**BRIEF**
Reproduce the passage from the article below on plant-derived plastics, starting at "Plastic decomposition rates" and ending at "Weinstein’s work addresses.".

**EXCERPT**
┌────────
As seen in The Post and Courier
By Chloe Johnson

Photo above: Former Cadet John Deckle collecting samples for PLA research spring 2018

A new study by a Citadel professor shows that some plant-derived plastics, meant to replace traditional fossil fuel products, may present their own problems for the environment.

The research, led by Biology Department Chair John Weinstein, was conducted on the banks of the Ashley River. It’s one of the few field studies documenting how plastics break down. While there are many estimates of the time it takes for plastic bottles, bags or cups to fully disintegrate, there is relatively little real-world observation of this debris disintegrating. 

But in testing several conventional and plant-derived plastics, Weinstein observed something surprising: the slowest decomposer was a material made from corn. 

The compound, called polylactic acid, or PLA, is one of the most common bio-plastics used today. But it’s also the most resistant to breaking down, “with almost no change observed between the control and 32-week sample,” according to Weinstein’s study.

The experiment, conducted in 2017, involved attaching small strips of the various plastics to a wooden board, and placing the device in salt marsh along the Ashley. Samples were examined and compared with unexposed pieces of the same plastics after four, eight, 16 and 32 weeks outside. The resulting paper was published in November in the journal Marine Pollution Bulletin.

The intent, Weinstein said, was to simulate a likely scenario — what would happen to plastic trash that ends up entangled in a marsh?

“It really was meant to be like a backyard study and really, the Ashley River was like the backyard of The Citadel,” Weinstein said.

The study included seven materials, all chosen because Weinstein said they were “readily available” to consumers. Two were classified as biodegradable, and two were bio-based, like PLA. Researchers compared these bio-plastics with three more conventional materials, like the HDPE used in jugs of laundry detergent, or foamed polystyrene commonly known as Styrofoam.

Sangwon Suh, an industrial ecologist at the University of California at Santa Barbara, said Weinstein’s study “confirms our understanding” of PLA’s persistence in the environment.

Part of the issue is the material is designed for industrial composters, facilities that use temperatures in excess of 120 degrees to break down waste. Weinstein said there are only about 100 of these composters in the United States, begging the question of whether someone who chooses a PLA product as a green option would actually be able to dispose of it properly.

Oil-based plastics, by contrast, are degraded by the sun’s UV rays. 

Plastic decomposition rates also vary widely depending on the environment. Suh recently helped conduct a review of existing scientific work on plastic decomposition. A PET bottle, like the kind that might be filled with soda, takes an estimated 2,500 years to decompose halfway if buried in a landfill, but just 2.3 years if exposed to sun and water while floating in the ocean, Suh said.

Still, Suh acknowledged that there’s a dearth of studies actually observing these breakdowns in the real world, something Weinstein’s work addresses.

Mark Hahn, a toxicologistat Woods Hole Oceanographic Institution in Massachusetts, said Weinstein’s study was soundly designed.

The question, however, is whether it’s a good thing at all to find plastics that break down quickly. While larger debris can entangle sea creatures, decomposing plastics shed tiny particles that spread throughout the water and air.

“People have found (microplastics) wherever they’ve looked,” Hahn said. “Deep sea sediments, arctic sea ice … they find microplastics.”

Weinstein’s own past work has found that shrimp will readily eat these microplastic pieces, introducing them into the food chain.

“It’s a real challenge to know what the right balance is between degradability and persistence,” Hahn said.

It’s still unclear what the health effects are of these invisible-to-the-eye plastics, which sometimes attach to other pollutants in the environment.

Hahn said he’s at the beginning of work now to suss out how these particles are taken up by the animals that consume them, and whether some are tiny enough to infiltrate the circulatory system. Some animals have been observed expelling the plastics that they eat. 

As for Weinstein, he said his next focus is to estimate how much extra litter has been released in the area from protective equipment like gloves and masks used and discarded during the coronavirus pandemic. 

Previously, Weinstein has estimated that 7½ tons of plastic trash was floating in Charleston Harbor.
└────────
**Stored data entries**
┌────────
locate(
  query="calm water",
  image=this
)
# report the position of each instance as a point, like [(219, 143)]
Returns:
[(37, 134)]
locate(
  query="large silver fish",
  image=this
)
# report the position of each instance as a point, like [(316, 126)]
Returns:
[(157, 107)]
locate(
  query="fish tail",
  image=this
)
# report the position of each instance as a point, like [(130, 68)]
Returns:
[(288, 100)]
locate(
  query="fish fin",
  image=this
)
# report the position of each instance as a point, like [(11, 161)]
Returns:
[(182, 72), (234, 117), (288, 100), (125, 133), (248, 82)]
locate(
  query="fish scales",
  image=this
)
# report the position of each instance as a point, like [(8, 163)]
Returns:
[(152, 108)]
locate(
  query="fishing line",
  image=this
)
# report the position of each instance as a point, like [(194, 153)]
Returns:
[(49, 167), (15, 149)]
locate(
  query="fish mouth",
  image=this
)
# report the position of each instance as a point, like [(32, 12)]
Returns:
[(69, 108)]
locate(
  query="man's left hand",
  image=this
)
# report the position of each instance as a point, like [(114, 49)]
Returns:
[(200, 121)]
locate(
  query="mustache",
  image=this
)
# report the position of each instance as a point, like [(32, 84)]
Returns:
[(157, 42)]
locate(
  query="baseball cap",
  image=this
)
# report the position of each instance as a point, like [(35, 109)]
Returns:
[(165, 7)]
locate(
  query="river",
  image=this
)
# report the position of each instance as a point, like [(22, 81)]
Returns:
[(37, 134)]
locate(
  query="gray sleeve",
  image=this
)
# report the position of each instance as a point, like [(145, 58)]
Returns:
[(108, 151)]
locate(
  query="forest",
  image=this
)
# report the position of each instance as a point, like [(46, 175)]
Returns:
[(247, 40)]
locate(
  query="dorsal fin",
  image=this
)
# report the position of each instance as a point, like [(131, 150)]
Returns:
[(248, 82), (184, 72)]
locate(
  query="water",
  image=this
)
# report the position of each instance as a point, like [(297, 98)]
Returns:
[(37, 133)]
└────────
**REPLY**
Plastic decomposition rates also vary widely depending on the environment. Suh recently helped conduct a review of existing scientific work on plastic decomposition. A PET bottle, like the kind that might be filled with soda, takes an estimated 2,500 years to decompose halfway if buried in a landfill, but just 2.3 years if exposed to sun and water while floating in the ocean, Suh said.

Still, Suh acknowledged that there’s a dearth of studies actually observing these breakdowns in the real world, something Weinstein’s work addresses.